■ **PASSAGE**
•••••

# Load Corpus

In [1]:
# load entities and relations
import os
import json

from utils import data_path, dataset_name


def store_beir_corpus(split):
    path = '../data/%s.json' % split
    corpus_path = data_path + dataset_name + "/corpus"
    
    with open(path, 'r') as fin:
        items = json.load(fin)

    corpus = []
    for _id, label in items.items():
        corpus.append({"_id": _id, "title": "", "text": label, "metadata": {}})

    print(len(corpus), split)
    print(corpus[0])
    
    if not os.path.exists(corpus_path):
        os.makedirs(corpus_path)
        
    with open(corpus_path+"/%s.jsonl"%split, 'w') as out_file:
        for d in corpus:
            out_file.write(json.dumps(d))
            out_file.write("\n")
    
    return items
            
entities = store_beir_corpus('entities')
relations = store_beir_corpus('relations')

28497 entities
{'_id': 'Q1938494', 'title': '', 'text': 'Mirosław Bork', 'metadata': {}}
8913 relations
{'_id': '9591', 'title': '', 'text': '#SOSBrutalism ID', 'metadata': {}}


In [2]:
# store an extended corpus for relations with alternative aliases and descriptions
split = 'relations-extra'

path = '../data/%s.json' % split
corpus_path = os.path.join(data_path, dataset_name, "corpus")
print(corpus_path)

with open(path, 'r') as fin, open(corpus_path+"/%s.jsonl"%split, 'w') as out_file:
    items = json.load(fin)
    for e in items:
        _id = e['id'][1:]

        label = e['label']
        aliases = ' '.join(e['aliases'])
        description = str(e['description'])
        text = ' '.join([label, aliases, description])

        d = {"_id": _id, "title": label, "text": text, "metadata": {}}
#         print(d)
        out_file.write(json.dumps(d))
        out_file.write("\n")

•••••

■ **AVAILABLE DATA**
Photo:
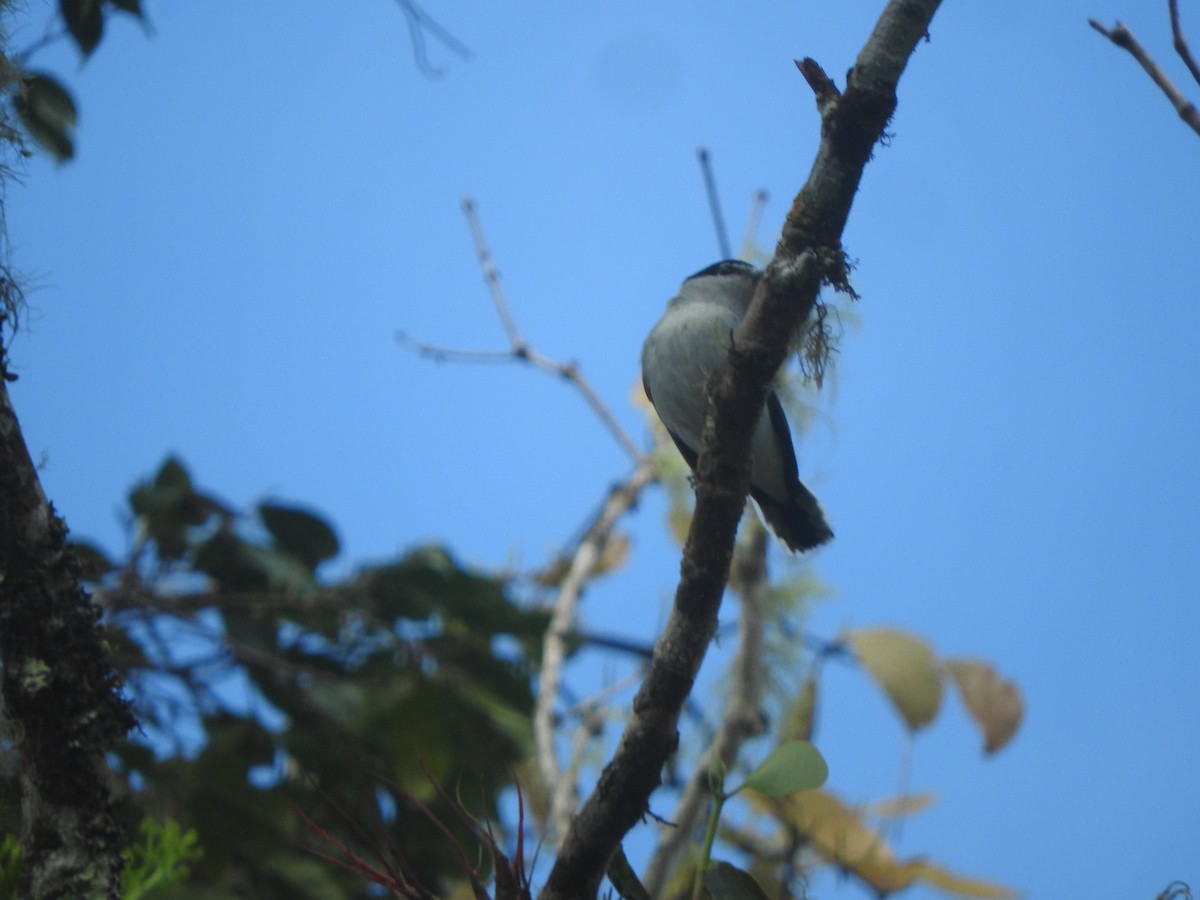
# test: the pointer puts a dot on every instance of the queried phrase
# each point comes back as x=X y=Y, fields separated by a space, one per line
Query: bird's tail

•••••

■ **TASK**
Name every key in the dictionary that the corpus-loading notebook writes out for each corpus entry.

■ **SOLUTION**
_id, title, text, metadata